---- Text to read
Monday, May 27, 2013

Happy Anniversary Dear Birthday Memorial Squirrel

It's a big weekend here in Brevard. The weekend of the annual White Squirrel Fest, and the one year to-the-day anniversary of when we first visited North Carolina to see if we wanted to live here. On top of that, today was also Noah's birthday and tomorrow is the last day of school. Noah's family gave him a super new smoker for his birthday and we've spent the last two days smoking meat and drinking beer and sitting in the backyard. We managed to walk downtown to the music festival, where we ate shaved ice and the kids jumped in a castle and the musicians did their bluegrass thing on stage while the sun gave up its ghost to the mountains behind them. Noah did spend most of the day Saturday in the emergency room getting 23 stitches plus 3 or 6 inside (he can't remember) for a laceration on the bottom of his chin suffered when his face met the pavement Friday night. The girls are off the walls, the teachers are surrendered, we parents are wary of the wide stretches of time ahead. My job has gone down to part-time and I found myself again, and can consider myself something besides a worker bee once more. Today while the girls were in school, we sat on couches in the cold hush of a movie theater and watched the new Star Trek movie, sipping beers in celebration of my husband's birthday and my sexism meter only went off a little bit. The lady at the ticket and concessions counter handed me back the two twenties that I'd used to pay her plus the ten dollars change and I did the honest thing and sorted it out. What it says about me that I sort of wish I hadn't, I don't know. This week I will work two days, rest two days, and spend one day in the woods with some friends and their children. If I know my friends, someone will backpack a thermos of sweet tea vodka into our beach beneath the trees, the sandy southern shoals, and we will watch our children splash in the amber river, their hands grabbing for fairies and fish. Balance is restored. If I could ever bother to remember anything, I'd know it will always go this way. Forever and ever, amen.
 (One year ago)

This weekend:

Tuesday, May 21, 2013

I Will Trade My Bears For Gold

It is the evening after my second day at my new job, my 9 to 5 gig at the library, and I am exhausted in a way I did not know it was possible to be. It has jarred me roughly, this switch of life, and I am in tatters after the full eight hours on my feet, wearing my social face. When I drive home from work I cry because I'm too tired to take care of my daughters and I want to take care of them. After three hours of socialization my eyes glaze over and I can't understand anything anyone says and find it difficult even to make eye contact. Eight hours leaves me collapsed in my bed in the darkness. Twice last week I dreamed of bears.
--------
__Task instructions__:
a: In the blog post, what did Noah's family give him for his birthday?
b: Return every line of the records that contains the string "dark".
The records are unrelated to the blog post.
---- Data for this exercise
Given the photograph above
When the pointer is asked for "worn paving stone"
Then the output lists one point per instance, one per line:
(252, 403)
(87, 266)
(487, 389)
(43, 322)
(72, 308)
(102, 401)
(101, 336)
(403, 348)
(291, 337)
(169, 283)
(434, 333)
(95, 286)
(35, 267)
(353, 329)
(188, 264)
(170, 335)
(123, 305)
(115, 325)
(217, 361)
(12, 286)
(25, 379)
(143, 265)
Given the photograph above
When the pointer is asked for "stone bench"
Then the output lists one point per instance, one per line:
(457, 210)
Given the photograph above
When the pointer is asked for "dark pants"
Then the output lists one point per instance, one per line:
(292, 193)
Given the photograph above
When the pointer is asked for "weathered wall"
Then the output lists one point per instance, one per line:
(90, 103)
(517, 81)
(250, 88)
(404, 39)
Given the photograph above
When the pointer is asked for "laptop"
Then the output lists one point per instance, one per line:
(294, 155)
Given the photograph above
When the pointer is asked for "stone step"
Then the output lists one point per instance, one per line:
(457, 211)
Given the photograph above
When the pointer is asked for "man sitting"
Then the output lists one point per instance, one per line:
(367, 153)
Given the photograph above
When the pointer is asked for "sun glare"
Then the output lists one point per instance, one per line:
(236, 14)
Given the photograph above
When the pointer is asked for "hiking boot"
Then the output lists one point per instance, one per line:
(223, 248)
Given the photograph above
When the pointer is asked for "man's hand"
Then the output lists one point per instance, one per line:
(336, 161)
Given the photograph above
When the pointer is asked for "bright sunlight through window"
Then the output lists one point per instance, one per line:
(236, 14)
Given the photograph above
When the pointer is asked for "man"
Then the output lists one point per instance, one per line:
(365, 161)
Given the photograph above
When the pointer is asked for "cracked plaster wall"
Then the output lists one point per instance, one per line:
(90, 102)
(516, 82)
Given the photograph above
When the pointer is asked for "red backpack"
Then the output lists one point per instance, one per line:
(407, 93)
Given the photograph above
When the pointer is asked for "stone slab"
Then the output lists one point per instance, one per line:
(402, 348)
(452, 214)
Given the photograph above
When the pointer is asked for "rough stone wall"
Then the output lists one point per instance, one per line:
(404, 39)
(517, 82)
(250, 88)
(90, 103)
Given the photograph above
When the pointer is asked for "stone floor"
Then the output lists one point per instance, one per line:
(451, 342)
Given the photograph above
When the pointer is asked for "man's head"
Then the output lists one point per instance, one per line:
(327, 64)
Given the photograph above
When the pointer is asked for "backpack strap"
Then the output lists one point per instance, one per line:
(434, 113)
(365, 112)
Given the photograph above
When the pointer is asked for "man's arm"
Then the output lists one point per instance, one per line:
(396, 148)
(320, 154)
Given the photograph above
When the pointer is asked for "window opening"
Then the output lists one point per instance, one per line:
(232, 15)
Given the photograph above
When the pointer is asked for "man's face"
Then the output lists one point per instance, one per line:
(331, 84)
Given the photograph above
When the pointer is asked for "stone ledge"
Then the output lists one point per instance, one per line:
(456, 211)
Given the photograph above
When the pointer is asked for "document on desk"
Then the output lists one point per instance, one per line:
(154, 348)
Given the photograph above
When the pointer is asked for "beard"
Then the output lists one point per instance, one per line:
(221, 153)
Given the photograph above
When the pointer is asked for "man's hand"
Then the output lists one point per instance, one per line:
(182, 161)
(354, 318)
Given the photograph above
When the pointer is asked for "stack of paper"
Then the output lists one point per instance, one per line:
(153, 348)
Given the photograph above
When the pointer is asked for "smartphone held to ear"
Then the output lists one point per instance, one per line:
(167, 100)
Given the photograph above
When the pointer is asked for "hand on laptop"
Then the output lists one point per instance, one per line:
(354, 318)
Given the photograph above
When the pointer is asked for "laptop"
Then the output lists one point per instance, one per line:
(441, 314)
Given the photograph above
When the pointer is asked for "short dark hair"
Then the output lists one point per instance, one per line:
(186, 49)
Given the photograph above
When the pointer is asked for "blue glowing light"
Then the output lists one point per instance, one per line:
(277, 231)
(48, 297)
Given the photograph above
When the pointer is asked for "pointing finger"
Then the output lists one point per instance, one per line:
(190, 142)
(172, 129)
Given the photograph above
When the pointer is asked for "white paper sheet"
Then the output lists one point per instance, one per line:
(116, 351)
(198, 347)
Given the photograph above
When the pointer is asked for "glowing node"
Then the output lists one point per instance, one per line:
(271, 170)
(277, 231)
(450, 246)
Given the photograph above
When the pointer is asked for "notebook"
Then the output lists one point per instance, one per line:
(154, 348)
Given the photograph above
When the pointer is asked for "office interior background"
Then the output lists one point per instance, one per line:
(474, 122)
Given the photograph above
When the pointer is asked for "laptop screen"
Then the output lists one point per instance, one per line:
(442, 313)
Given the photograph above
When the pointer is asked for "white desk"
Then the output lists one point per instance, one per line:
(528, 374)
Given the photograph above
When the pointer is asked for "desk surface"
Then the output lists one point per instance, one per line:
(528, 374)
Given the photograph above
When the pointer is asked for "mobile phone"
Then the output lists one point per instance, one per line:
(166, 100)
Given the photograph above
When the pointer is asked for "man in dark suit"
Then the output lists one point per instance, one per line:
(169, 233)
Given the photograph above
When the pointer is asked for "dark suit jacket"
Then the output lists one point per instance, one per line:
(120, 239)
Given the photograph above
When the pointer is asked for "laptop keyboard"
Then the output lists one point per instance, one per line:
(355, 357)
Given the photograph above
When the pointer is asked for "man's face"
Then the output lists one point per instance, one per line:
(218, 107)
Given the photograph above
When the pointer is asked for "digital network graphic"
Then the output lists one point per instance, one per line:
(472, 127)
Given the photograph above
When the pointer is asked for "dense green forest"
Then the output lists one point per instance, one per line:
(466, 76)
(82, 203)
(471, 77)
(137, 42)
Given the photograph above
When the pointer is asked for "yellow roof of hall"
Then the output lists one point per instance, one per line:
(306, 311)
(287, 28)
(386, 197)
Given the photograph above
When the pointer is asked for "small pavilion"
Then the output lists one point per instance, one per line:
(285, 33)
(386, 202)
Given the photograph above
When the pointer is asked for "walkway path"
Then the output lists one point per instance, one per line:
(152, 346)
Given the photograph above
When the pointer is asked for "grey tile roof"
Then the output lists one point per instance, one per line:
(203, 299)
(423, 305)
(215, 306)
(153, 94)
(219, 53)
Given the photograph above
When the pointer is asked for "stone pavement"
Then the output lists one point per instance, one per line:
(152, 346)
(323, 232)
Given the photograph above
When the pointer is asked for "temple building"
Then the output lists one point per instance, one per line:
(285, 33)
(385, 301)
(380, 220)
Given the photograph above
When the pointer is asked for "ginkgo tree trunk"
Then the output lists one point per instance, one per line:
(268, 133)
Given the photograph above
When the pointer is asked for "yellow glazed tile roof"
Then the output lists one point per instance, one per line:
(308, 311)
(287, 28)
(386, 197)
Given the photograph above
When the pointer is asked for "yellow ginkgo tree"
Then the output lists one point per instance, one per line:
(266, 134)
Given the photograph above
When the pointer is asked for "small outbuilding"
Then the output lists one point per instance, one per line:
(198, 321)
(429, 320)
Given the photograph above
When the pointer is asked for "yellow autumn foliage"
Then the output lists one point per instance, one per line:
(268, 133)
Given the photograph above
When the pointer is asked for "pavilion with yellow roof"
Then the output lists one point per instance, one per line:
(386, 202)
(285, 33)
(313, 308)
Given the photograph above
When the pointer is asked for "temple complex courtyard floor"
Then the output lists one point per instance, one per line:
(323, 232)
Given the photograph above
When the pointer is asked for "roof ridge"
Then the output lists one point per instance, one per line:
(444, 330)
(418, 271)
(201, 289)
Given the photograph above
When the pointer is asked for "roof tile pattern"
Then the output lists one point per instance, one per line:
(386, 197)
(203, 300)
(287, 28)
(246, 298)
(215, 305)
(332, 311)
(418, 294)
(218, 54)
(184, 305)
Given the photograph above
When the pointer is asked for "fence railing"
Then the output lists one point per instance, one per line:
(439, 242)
--------
---- Data for this exercise
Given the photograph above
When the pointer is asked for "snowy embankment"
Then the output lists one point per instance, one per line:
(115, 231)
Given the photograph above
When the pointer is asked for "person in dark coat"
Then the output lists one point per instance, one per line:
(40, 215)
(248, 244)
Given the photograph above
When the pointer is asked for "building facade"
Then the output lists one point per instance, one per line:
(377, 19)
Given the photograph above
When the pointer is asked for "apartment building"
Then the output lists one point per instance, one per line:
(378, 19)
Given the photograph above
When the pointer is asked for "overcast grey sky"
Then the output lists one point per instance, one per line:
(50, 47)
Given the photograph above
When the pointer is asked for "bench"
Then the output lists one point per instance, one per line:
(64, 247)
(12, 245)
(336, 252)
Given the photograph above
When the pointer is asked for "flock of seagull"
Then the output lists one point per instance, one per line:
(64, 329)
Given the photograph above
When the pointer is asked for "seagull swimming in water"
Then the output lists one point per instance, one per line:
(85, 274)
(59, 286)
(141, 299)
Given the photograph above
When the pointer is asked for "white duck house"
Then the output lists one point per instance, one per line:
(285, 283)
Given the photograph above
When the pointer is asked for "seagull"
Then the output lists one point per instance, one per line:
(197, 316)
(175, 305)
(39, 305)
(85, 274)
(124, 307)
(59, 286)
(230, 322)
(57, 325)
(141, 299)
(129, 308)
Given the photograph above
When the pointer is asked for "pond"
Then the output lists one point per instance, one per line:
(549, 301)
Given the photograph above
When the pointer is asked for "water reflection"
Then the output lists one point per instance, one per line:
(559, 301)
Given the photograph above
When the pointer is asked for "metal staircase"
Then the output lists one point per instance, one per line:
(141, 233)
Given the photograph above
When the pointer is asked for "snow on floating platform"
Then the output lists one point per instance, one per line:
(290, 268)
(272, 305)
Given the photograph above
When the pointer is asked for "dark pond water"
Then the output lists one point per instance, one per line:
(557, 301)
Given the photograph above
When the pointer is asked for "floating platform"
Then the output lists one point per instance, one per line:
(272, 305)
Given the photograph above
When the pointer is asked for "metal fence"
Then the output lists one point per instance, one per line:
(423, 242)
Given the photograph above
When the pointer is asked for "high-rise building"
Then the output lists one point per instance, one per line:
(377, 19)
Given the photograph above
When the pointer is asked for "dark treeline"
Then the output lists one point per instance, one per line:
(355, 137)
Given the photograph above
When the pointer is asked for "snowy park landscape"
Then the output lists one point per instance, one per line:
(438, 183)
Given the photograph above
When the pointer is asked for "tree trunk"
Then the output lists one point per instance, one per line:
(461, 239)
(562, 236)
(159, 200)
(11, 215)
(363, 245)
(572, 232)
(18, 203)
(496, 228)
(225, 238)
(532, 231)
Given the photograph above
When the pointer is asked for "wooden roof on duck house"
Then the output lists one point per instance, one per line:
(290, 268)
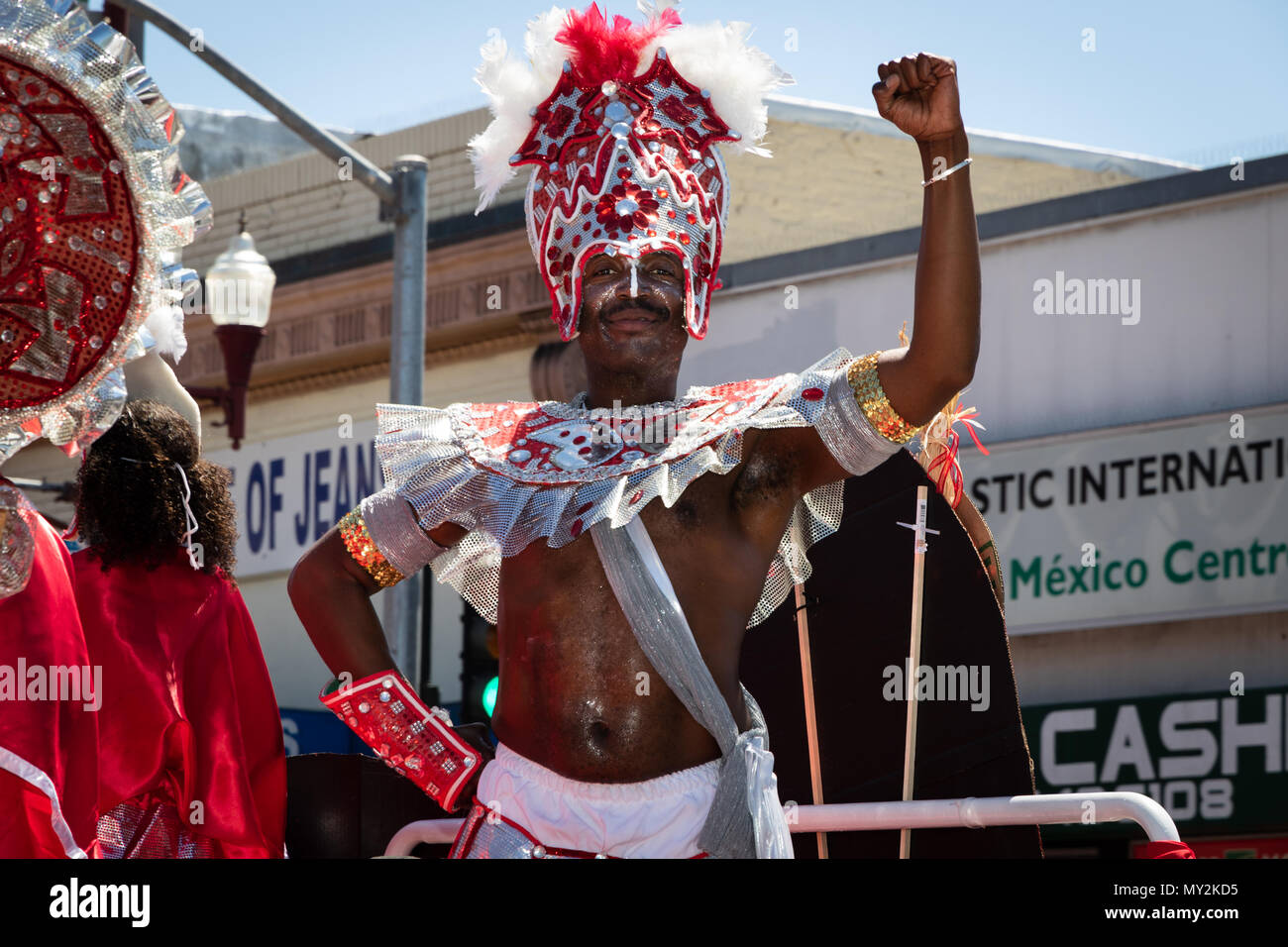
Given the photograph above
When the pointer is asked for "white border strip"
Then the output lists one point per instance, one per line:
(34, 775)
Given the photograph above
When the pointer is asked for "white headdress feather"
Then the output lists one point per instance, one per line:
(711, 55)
--------
__Answers for the exercise__:
a: A new smoker.

b:
When the pointer is asked for "dark pants"
When the pointer is asked for "short dark hair"
When the pointer is asked for "man in dark suit"
When the pointer is asked for "dark suit jacket"
When the pointer is asked for "person in dark coat"
When the pointer is asked for "dark pond water"
When the pointer is asked for "dark treeline"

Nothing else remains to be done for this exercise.